• _Supplied material_:
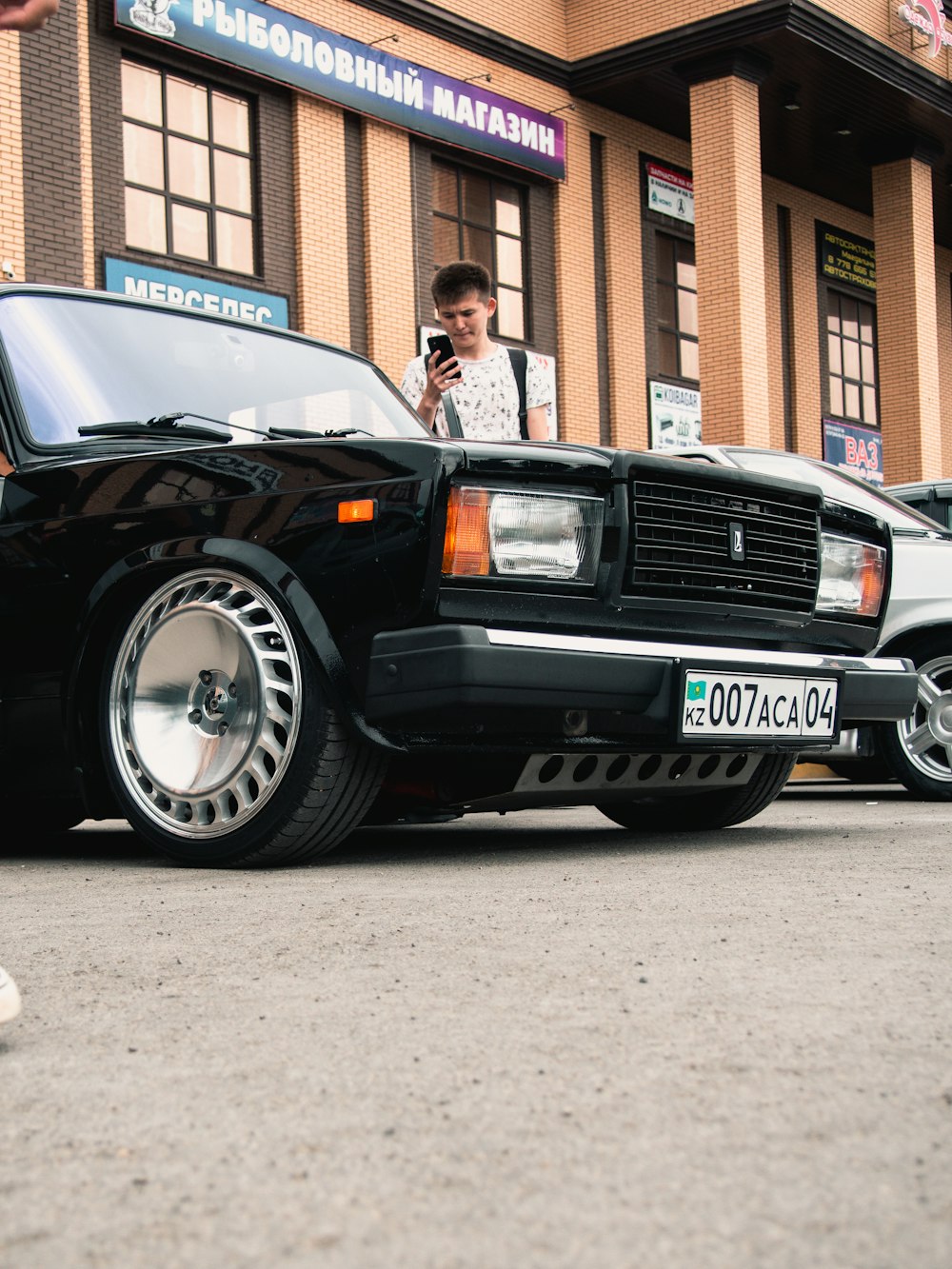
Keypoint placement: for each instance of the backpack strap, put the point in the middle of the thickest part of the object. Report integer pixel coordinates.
(517, 355)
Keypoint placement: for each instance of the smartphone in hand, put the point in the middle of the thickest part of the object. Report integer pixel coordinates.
(444, 344)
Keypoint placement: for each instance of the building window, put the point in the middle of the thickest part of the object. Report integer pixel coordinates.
(187, 152)
(478, 217)
(851, 338)
(677, 307)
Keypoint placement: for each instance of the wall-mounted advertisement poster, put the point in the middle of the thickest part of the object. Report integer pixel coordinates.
(853, 449)
(674, 415)
(670, 191)
(845, 258)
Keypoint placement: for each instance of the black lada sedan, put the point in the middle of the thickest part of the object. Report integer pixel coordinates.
(249, 602)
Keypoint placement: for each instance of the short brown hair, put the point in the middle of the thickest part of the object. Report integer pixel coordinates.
(453, 282)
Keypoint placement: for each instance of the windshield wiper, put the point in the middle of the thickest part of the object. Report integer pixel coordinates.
(166, 426)
(310, 434)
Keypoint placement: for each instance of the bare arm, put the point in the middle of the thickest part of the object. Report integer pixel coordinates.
(26, 14)
(537, 423)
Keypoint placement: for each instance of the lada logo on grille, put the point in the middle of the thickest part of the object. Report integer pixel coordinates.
(735, 532)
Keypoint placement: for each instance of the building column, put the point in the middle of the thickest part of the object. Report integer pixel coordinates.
(627, 369)
(910, 411)
(320, 220)
(388, 248)
(575, 292)
(11, 225)
(729, 243)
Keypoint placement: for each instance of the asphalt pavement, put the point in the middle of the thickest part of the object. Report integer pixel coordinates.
(524, 1041)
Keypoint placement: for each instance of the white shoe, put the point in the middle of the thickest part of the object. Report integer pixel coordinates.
(10, 998)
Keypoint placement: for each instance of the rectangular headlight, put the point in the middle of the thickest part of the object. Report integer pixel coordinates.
(852, 576)
(506, 533)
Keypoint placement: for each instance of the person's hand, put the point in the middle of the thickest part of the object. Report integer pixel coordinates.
(26, 14)
(441, 374)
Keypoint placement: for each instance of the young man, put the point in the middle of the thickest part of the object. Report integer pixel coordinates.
(486, 396)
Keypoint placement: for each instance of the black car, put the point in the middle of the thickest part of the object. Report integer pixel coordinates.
(932, 498)
(249, 602)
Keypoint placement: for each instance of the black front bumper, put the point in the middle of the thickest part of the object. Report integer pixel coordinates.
(434, 669)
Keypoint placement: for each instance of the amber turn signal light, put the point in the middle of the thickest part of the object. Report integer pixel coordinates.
(466, 542)
(361, 509)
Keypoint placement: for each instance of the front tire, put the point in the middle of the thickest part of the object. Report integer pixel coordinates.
(699, 812)
(920, 749)
(219, 742)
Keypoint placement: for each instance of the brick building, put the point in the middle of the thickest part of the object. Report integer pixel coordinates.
(727, 218)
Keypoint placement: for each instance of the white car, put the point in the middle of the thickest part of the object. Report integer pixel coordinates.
(917, 751)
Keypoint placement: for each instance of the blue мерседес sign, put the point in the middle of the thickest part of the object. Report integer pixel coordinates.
(125, 278)
(288, 50)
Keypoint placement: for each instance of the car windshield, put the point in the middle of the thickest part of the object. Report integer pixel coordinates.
(80, 361)
(838, 486)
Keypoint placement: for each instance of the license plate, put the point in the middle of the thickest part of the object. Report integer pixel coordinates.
(758, 705)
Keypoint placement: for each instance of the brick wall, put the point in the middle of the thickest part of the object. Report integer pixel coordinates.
(320, 220)
(905, 289)
(388, 248)
(11, 228)
(730, 254)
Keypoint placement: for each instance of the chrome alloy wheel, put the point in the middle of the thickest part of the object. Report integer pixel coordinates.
(925, 736)
(205, 704)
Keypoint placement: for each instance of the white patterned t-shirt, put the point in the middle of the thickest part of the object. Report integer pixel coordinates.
(487, 396)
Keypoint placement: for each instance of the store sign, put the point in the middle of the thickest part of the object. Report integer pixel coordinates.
(845, 259)
(125, 278)
(670, 193)
(929, 18)
(853, 449)
(676, 416)
(288, 50)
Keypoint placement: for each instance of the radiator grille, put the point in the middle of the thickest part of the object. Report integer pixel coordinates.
(682, 537)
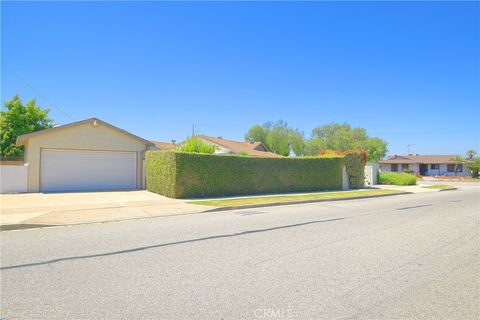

• _Objective_:
Report every line in the listing above that contains the word "front".

• _Reply to the exercise_:
Keypoint placement: for each instance of the black front bumper, put the point in the middle of the thickest part of the object. Report integer pixel coordinates.
Keypoint placement: for each instance of the front tire, put the point in the middle of the thickest part of the object. Report integer pixel coordinates.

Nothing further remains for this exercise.